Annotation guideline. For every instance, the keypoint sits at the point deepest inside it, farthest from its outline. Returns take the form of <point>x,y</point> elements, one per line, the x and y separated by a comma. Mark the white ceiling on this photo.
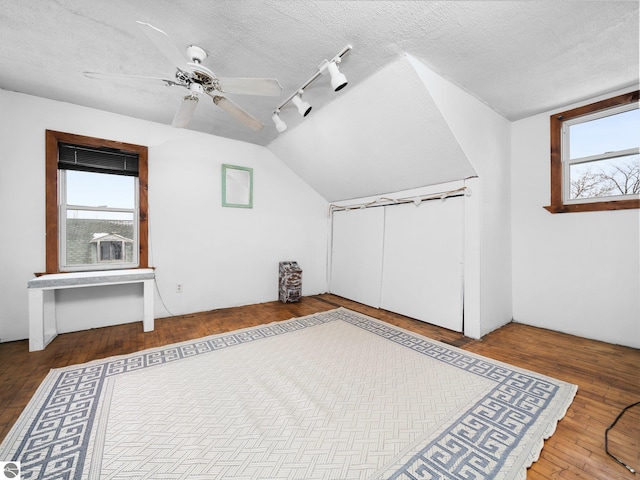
<point>518,57</point>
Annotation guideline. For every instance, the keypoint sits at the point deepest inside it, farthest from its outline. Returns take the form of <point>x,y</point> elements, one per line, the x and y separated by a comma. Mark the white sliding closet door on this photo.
<point>356,260</point>
<point>422,267</point>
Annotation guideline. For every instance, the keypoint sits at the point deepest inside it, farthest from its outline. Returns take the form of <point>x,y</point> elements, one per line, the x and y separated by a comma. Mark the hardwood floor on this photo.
<point>608,376</point>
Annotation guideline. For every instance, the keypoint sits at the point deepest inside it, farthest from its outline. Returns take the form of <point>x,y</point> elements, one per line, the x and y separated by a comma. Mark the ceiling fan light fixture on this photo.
<point>303,107</point>
<point>280,125</point>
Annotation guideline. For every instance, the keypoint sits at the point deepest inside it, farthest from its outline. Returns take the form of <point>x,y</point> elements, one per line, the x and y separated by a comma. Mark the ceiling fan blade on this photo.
<point>165,45</point>
<point>251,86</point>
<point>238,113</point>
<point>184,112</point>
<point>130,78</point>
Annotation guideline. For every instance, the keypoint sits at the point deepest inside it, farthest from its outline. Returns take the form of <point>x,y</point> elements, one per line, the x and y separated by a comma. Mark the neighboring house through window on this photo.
<point>595,156</point>
<point>96,204</point>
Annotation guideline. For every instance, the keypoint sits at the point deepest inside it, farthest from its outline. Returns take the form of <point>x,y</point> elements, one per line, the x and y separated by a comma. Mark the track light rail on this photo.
<point>322,70</point>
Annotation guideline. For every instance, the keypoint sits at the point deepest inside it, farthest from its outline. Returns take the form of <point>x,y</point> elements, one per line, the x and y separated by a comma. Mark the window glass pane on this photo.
<point>607,134</point>
<point>605,178</point>
<point>94,236</point>
<point>100,189</point>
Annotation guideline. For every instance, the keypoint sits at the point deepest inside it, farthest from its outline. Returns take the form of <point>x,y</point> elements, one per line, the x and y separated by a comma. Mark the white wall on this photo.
<point>577,273</point>
<point>223,256</point>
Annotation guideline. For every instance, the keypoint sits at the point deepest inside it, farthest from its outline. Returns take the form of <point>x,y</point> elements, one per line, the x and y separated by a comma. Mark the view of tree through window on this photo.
<point>595,156</point>
<point>96,194</point>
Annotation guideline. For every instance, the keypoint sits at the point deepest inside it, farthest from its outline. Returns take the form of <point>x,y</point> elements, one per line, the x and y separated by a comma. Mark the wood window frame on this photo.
<point>556,122</point>
<point>52,139</point>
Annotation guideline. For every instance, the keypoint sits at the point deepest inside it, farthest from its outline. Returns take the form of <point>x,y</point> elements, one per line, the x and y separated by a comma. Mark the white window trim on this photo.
<point>567,162</point>
<point>62,229</point>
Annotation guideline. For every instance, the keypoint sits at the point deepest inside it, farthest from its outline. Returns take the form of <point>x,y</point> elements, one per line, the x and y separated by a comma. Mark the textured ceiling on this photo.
<point>519,57</point>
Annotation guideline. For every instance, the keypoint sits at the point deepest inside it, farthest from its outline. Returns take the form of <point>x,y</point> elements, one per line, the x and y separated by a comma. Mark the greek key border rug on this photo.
<point>335,395</point>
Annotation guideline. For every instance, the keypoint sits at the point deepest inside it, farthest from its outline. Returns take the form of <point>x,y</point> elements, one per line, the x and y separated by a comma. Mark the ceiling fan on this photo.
<point>199,80</point>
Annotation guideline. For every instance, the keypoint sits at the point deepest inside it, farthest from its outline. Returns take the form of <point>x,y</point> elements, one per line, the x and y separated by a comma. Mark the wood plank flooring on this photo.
<point>608,376</point>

What the exercise asks ▸ Retype the listing above exactly as it appears, omitting the pictures.

Final answer ▸
Annotation guideline. For every instance, the keypoint sits at the point deepest inside it, farthest from its outline. Returns take the form of <point>x,y</point> elements, one per line, the x and y separated by a comma. Mark the white ceiling on this photo.
<point>518,57</point>
Annotation guideline. For every instance, the keypoint sits at the point deepest inside it, farthest from its outline. Returns take the form of <point>x,y</point> elements, one per line, the x and y separated by a comma. Mark the white sliding closet door on this photo.
<point>356,260</point>
<point>422,267</point>
Annotation guideline. For every instance, the keypoint sits at the point deepest inside it, farthest from its outline. Returns take the form of <point>x,y</point> elements, one per line, the x and y separated by a comma. Mark the hardwood floor on this photo.
<point>608,376</point>
Annotation guideline. For every instance, the keypoint sits at the point deepest inside it, farthest from its outline. Returns take the form of <point>x,y</point> elements, one per line, the x and y separated by a comma. Mark the ceiling fan light fixture on this photo.
<point>303,107</point>
<point>280,125</point>
Annotation guideline. For every instance, the keypoint sits at the point deepest inside it, farthest from its outline. Returns take the form of <point>x,y</point> elements, one per line, the x and y separated by a comma. Mark the ceiling fan blade on this photo.
<point>165,45</point>
<point>251,86</point>
<point>238,113</point>
<point>184,112</point>
<point>130,78</point>
Annotation guideline. For every instance, the keypoint sits at the point deepest inside it, farthest from its outline. Returns take the form of <point>x,y</point> elements, one per line, the x and y separated by a comma. Mark the neighboring house through window on this photo.
<point>595,156</point>
<point>96,204</point>
Annotation guideline. For every instance, the keypoint sits at the point deepest inside it, farthest from its outline. Returns take the form of <point>x,y</point> elements, one per line, the x and y separated by a comma. Mark the track light rail on this photo.
<point>322,70</point>
Annotation guideline. For every instance, the keypoint sits at the point deepest inside it, farthest from its outline. Returns take the form of <point>x,y</point> elements, one per line, the x and y separated by a comma. Mark the window glass pane on this photo.
<point>607,134</point>
<point>605,178</point>
<point>94,236</point>
<point>100,189</point>
Annotation guideline. For every instance, the keypoint sits at the point deepest inside it, farthest from its outline. Returns take the form of <point>x,y</point> elements, one per line, the x and y separated by a comma. Mark the white wall on this photo.
<point>577,273</point>
<point>223,256</point>
Annotation guideline. For every instance, the keypoint sits at the point deepest inside it, farthest from its outline. Returns take the form of <point>x,y</point> elements, one per line, the x and y separated by a comma. Mark the view of tree through window on this photo.
<point>595,156</point>
<point>96,194</point>
Annotation guideline. For every instance, the keypoint sits at the point deepest inside it, farthest from its outline. Returns take the form of <point>x,y</point> elements, one per line, the x and y separated by a comma. Mark the wood window frame on this photo.
<point>556,122</point>
<point>52,139</point>
Annotation guideline. For every instance, the keypoint sits at the point deepest inside it, farthest from its outline. Returns take the form of <point>x,y</point> elements, one per line, the x and y separated by a comma. Mark the white window trim on this photo.
<point>567,162</point>
<point>62,229</point>
Annotation guideline. For every instance, the keypoint sits at the point deepest inside it, farthest from its outline. Returns take the form of <point>x,y</point> elements, one per line, the x and y separated by a comma. Mark the textured ceiling on this photo.
<point>519,57</point>
Annotation guideline. For every instance, the keypoint sits at the point deepest inside it, farthest from its outline. Returns take the form of <point>x,y</point> elements, one per line, the x and y separated by a comma. Mark the greek key border rug on this photo.
<point>335,395</point>
Annotation guideline. For every instance, the keypoint sits at the point deepest inside it, farthest from its outline. Returns take the form of <point>x,y</point> elements, one per line, the x and y separated by a comma. Mark the ceiling fan on this photo.
<point>199,80</point>
Annotation guideline. For every instance, the keypoint sits at the point deepest inside it, farthest from its outline. Returns take the form of <point>x,y</point> elements, one per line, the x and y separated by a comma. Mark the wood plank flooring on this photo.
<point>608,376</point>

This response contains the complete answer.